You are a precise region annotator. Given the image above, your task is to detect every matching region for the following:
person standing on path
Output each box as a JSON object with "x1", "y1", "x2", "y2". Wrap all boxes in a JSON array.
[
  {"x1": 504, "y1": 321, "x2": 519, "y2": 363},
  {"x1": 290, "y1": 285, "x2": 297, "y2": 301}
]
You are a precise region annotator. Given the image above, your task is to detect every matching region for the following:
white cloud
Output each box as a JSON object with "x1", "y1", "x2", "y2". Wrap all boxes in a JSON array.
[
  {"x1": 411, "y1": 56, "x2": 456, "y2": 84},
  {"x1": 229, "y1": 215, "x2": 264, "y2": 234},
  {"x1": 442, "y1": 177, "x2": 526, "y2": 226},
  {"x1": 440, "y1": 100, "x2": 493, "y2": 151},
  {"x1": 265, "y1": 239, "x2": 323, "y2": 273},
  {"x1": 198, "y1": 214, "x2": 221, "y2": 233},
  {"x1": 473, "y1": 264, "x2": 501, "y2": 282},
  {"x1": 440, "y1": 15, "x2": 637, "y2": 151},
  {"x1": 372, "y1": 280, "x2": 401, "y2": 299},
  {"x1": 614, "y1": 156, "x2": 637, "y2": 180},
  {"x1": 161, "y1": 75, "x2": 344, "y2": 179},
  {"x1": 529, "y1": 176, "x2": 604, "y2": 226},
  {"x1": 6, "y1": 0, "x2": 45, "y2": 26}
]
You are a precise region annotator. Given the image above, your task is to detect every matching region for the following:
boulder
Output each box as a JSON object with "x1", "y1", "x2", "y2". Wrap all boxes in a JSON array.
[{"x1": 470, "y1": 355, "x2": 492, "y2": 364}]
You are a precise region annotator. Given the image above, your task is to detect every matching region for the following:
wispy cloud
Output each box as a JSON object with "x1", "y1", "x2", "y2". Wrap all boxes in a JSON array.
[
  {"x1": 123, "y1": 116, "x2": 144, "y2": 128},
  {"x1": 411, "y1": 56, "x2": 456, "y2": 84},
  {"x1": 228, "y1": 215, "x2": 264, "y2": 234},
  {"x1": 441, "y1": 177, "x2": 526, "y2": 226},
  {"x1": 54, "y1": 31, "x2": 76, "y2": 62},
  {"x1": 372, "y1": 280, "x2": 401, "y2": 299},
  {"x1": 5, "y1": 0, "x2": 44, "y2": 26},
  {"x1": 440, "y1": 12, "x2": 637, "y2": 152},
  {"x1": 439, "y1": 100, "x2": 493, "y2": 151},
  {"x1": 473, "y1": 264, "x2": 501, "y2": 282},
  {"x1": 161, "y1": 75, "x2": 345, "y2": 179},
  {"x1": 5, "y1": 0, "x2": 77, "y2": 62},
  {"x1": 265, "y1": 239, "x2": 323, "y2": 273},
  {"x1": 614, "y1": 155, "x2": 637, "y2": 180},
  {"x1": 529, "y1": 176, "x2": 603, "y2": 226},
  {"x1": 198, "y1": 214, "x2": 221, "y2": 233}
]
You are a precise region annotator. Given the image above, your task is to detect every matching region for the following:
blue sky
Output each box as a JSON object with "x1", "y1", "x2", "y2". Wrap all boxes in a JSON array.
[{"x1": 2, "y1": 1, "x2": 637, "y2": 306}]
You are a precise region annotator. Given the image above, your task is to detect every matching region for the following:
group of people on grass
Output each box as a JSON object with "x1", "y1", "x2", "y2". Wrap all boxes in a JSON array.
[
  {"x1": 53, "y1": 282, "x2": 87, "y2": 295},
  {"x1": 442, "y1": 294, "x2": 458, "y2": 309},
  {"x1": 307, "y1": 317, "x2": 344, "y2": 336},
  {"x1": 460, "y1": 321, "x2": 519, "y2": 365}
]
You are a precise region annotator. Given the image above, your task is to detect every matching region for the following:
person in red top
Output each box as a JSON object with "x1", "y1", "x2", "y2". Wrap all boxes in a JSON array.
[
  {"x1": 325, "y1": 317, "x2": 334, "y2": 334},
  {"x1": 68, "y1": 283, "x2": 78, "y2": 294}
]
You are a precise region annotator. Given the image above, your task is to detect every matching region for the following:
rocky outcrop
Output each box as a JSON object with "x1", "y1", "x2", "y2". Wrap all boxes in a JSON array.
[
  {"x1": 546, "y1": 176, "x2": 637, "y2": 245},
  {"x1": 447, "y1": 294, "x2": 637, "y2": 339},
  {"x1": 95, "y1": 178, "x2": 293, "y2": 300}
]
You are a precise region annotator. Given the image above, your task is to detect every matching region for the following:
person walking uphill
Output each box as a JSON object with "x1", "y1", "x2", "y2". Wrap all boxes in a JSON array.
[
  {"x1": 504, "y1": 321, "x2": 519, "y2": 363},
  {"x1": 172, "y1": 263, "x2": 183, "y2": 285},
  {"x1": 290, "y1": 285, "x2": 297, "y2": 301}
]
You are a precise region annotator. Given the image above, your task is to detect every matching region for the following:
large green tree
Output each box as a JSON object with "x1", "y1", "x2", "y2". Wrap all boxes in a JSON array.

----

Aim of the task | The records above should be given again in full, exactly as written.

Result of the task |
You are a precise region annotator. Given the image above, your task is to detect every matching region for the following:
person standing on path
Output each box as a JSON object with "x1", "y1", "x2", "y2". Wrap all boxes in a JSON array.
[
  {"x1": 504, "y1": 321, "x2": 519, "y2": 363},
  {"x1": 290, "y1": 285, "x2": 297, "y2": 301}
]
You are a precise region annotator. Given the image above, your task is to detect every matching region for the following:
white cloud
Output each box as a JSON object with "x1", "y1", "x2", "y2". Wrap all boxes in a JSON array.
[
  {"x1": 411, "y1": 56, "x2": 456, "y2": 84},
  {"x1": 229, "y1": 215, "x2": 264, "y2": 234},
  {"x1": 442, "y1": 177, "x2": 526, "y2": 226},
  {"x1": 440, "y1": 100, "x2": 493, "y2": 151},
  {"x1": 265, "y1": 239, "x2": 323, "y2": 273},
  {"x1": 198, "y1": 214, "x2": 221, "y2": 233},
  {"x1": 473, "y1": 264, "x2": 501, "y2": 282},
  {"x1": 440, "y1": 15, "x2": 637, "y2": 151},
  {"x1": 372, "y1": 280, "x2": 401, "y2": 299},
  {"x1": 614, "y1": 156, "x2": 637, "y2": 180},
  {"x1": 161, "y1": 75, "x2": 344, "y2": 179},
  {"x1": 529, "y1": 176, "x2": 604, "y2": 226},
  {"x1": 6, "y1": 0, "x2": 45, "y2": 26}
]
You are a precise region annotator. Given the image above, your task is to detect every matching region for the following:
boulder
Output each box as a JSON object with "x1", "y1", "x2", "y2". Wrap all boxes in a JSON array.
[{"x1": 470, "y1": 355, "x2": 492, "y2": 364}]
You are a precise region annotator. Given the image above, your task is to detect every matching region for the following:
wispy cloud
Output each box as a JSON object with "x1", "y1", "x2", "y2". Wrap all boxes in a JSON array.
[
  {"x1": 123, "y1": 116, "x2": 144, "y2": 128},
  {"x1": 411, "y1": 56, "x2": 456, "y2": 84},
  {"x1": 228, "y1": 215, "x2": 264, "y2": 234},
  {"x1": 441, "y1": 177, "x2": 526, "y2": 226},
  {"x1": 54, "y1": 31, "x2": 76, "y2": 62},
  {"x1": 372, "y1": 280, "x2": 401, "y2": 299},
  {"x1": 5, "y1": 0, "x2": 44, "y2": 26},
  {"x1": 440, "y1": 12, "x2": 637, "y2": 152},
  {"x1": 439, "y1": 100, "x2": 493, "y2": 151},
  {"x1": 473, "y1": 264, "x2": 501, "y2": 282},
  {"x1": 161, "y1": 75, "x2": 345, "y2": 179},
  {"x1": 5, "y1": 0, "x2": 77, "y2": 62},
  {"x1": 265, "y1": 239, "x2": 323, "y2": 273},
  {"x1": 614, "y1": 155, "x2": 637, "y2": 180},
  {"x1": 529, "y1": 176, "x2": 603, "y2": 226},
  {"x1": 198, "y1": 214, "x2": 221, "y2": 233}
]
You are a precise region annotator. Given the image above, your task is to detect every matching region for the following:
blue sky
Output each box as a JSON object with "x1", "y1", "x2", "y2". Wrap all boxes in a JSON array.
[{"x1": 2, "y1": 1, "x2": 637, "y2": 306}]
You are a precise region annotator. Given the image above, your task is to detect every matching region for the following:
group of people on grass
Output each box as a JSON object with "x1", "y1", "x2", "y2". Wrap all boxes in a JSON array.
[
  {"x1": 53, "y1": 282, "x2": 87, "y2": 295},
  {"x1": 442, "y1": 294, "x2": 458, "y2": 309},
  {"x1": 307, "y1": 317, "x2": 344, "y2": 336},
  {"x1": 460, "y1": 321, "x2": 519, "y2": 365}
]
You are a precise region annotator. Given the image above, your task is to detect every matching region for the following:
person in red top
Output each box as a JSON object with "x1", "y1", "x2", "y2". Wrap all boxes in a JSON array.
[
  {"x1": 325, "y1": 317, "x2": 334, "y2": 334},
  {"x1": 68, "y1": 283, "x2": 78, "y2": 294}
]
You are a precise region annotator. Given the image above, your task is to detect every matching region for the following:
rocky outcrop
Output each box as a JSON object with "x1", "y1", "x2", "y2". Wrap all boxes in a JSON array.
[
  {"x1": 546, "y1": 176, "x2": 637, "y2": 245},
  {"x1": 447, "y1": 294, "x2": 637, "y2": 339},
  {"x1": 95, "y1": 178, "x2": 293, "y2": 300}
]
You are a precise region annotator. Given the image above, your task is to detect every matching region for the following:
person walking uphill
Output each box as a JSON object with "x1", "y1", "x2", "y2". Wrap all boxes in a JSON array.
[
  {"x1": 504, "y1": 321, "x2": 519, "y2": 363},
  {"x1": 172, "y1": 263, "x2": 183, "y2": 285},
  {"x1": 290, "y1": 285, "x2": 297, "y2": 301}
]
You are a precise region annotator. Given the image above, your task is to detect every matching region for the following:
large green tree
Output each box as a JSON object with "x1", "y1", "x2", "y2". Wrap all boxes in a JSON array.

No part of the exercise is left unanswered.